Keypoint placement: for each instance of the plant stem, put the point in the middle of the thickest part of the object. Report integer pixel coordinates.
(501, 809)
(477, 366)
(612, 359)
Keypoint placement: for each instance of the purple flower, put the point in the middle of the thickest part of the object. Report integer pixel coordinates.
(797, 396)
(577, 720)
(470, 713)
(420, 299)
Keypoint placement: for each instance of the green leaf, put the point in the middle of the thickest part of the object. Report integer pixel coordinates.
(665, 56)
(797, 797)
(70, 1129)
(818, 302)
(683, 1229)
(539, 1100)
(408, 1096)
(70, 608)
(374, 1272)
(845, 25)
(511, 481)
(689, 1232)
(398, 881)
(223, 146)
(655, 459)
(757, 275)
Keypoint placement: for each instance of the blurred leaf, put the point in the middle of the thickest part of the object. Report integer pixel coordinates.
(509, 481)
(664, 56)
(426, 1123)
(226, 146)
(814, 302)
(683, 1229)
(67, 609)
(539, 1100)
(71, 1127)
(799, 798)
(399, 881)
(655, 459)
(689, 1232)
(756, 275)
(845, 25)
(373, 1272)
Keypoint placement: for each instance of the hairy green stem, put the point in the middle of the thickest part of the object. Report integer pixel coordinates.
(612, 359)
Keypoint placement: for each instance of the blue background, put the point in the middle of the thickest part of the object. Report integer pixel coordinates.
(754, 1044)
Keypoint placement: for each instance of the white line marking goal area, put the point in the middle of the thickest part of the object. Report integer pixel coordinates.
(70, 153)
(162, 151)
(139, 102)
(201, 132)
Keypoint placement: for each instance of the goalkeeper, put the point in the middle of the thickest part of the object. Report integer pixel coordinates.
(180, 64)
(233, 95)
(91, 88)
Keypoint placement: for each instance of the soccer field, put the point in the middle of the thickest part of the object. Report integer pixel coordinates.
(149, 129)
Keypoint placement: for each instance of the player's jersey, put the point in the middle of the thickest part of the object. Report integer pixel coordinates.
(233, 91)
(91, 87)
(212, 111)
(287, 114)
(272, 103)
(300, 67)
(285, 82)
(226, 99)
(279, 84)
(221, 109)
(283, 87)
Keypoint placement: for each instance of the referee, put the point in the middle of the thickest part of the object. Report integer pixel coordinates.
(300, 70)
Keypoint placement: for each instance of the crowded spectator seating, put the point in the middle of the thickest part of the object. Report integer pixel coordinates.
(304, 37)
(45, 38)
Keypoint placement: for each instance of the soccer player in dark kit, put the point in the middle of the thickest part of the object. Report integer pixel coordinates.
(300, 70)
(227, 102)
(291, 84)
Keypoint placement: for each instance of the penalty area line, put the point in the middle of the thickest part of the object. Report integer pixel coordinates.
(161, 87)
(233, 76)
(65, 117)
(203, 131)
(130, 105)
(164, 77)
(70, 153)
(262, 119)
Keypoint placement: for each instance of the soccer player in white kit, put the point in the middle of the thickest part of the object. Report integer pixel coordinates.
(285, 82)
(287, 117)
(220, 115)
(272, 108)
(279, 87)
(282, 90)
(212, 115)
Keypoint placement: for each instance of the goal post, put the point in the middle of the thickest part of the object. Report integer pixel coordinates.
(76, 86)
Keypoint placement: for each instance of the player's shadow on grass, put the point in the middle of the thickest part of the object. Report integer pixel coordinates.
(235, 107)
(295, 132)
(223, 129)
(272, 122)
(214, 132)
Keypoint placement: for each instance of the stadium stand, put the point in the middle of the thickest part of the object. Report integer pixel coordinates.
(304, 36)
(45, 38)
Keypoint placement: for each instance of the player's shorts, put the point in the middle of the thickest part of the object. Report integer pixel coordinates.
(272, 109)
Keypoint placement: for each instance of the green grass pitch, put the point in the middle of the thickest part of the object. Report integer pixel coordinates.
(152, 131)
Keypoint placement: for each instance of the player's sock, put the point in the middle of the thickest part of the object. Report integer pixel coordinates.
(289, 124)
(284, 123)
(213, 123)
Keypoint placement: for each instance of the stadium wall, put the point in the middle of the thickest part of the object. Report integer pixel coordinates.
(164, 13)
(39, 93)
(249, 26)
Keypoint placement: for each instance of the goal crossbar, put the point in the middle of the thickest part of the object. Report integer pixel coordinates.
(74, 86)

- TASK TO CARRY OUT: Rewrite every line from the one containing "Keypoint placement: for each instance of the goal crossbar, put" through the last line of the entries, both included, requests unchanged. Shift each pixel coordinate in the answers by adding 99 to it.

- THE ANSWER:
Keypoint placement: for each instance of the goal crossbar, put the point in the middle of the thickest part of the object. Report integer pixel coordinates.
(173, 185)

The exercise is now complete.